La nostra condizione naturale è il flusso
Come costruire un'attitudine alla mobilità professionale
Lavorare lavorare, preferisco il rumore del mare
Quando sento la frase il mio lavoro non mi definisce, sono fondamentalmente d’accordo: a maggior ragione se constato che moltə lavoratorə accettano loro malgrado un mansionario o delle condizioni che non sono frutto di una libera scelta o di una contrattazione paritetica.
Sono molto più scettica dinanzi all’affermazione il lavoro è solo un lavoro: non mi pare possibile mantenere un atteggiamento neutrale nei confronti di un’attività alla quale devolviamo oltre un terzo della giornata per metà della vita. Questa modalità da pilota automatico mi sembra una forma di dissociazione che, sul lungo periodo, non penso faccia bene allə lavoratorə né alle persone che lə circondano né tantomeno alla società in generale. La newsletter di oggi, che è sostenuta da Unlavoropermamma, parla della cornice di senso che ognuno può costruire e ricostruire attorno al proprio ruolo professionale.

- Attività da svolgere:
• 1. Nel testo sulla mobilità professionale, da chi è sostenuta la newsletter di oggi?
• 2. Duplica il passo del testo sulla mobilità professionale che va da "Sono molto più" fino a "proprio ruolo professionale." incluso.
L'elenco qui sotto non è necessario.

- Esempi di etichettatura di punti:
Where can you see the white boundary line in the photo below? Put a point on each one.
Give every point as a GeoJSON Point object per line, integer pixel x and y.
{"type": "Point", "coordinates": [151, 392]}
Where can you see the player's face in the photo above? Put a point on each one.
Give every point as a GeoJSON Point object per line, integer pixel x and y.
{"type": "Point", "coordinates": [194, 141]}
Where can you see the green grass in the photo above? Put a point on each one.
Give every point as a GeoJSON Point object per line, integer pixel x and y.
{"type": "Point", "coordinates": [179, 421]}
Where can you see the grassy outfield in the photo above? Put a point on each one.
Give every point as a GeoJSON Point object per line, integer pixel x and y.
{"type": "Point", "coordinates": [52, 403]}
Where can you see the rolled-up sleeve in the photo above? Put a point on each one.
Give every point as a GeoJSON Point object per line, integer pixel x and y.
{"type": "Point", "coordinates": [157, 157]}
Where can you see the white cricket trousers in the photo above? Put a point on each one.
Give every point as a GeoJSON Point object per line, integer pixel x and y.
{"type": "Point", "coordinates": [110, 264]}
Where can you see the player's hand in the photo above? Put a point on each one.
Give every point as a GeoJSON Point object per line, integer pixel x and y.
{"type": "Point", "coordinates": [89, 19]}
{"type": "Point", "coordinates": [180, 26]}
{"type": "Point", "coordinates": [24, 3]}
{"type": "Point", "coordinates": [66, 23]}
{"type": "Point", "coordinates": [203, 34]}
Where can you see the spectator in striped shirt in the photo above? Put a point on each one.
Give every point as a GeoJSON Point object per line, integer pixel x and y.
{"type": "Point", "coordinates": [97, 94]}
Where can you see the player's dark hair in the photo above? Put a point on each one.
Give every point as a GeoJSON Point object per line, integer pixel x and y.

- Risultati in ordine:
• 1. Da Unlavoropermamma.

• 2.
Sono molto più scettica dinanzi all’affermazione il lavoro è solo un lavoro: non mi pare possibile mantenere un atteggiamento neutrale nei confronti di un’attività alla quale devolviamo oltre un terzo della giornata per metà della vita. Questa modalità da pilota automatico mi sembra una forma di dissociazione che, sul lungo periodo, non penso faccia bene allə lavoratorə né alle persone che lə circondano né tantomeno alla società in generale. La newsletter di oggi, che è sostenuta da Unlavoropermamma, parla della cornice di senso che ognuno può costruire e ricostruire attorno al proprio ruolo professionale.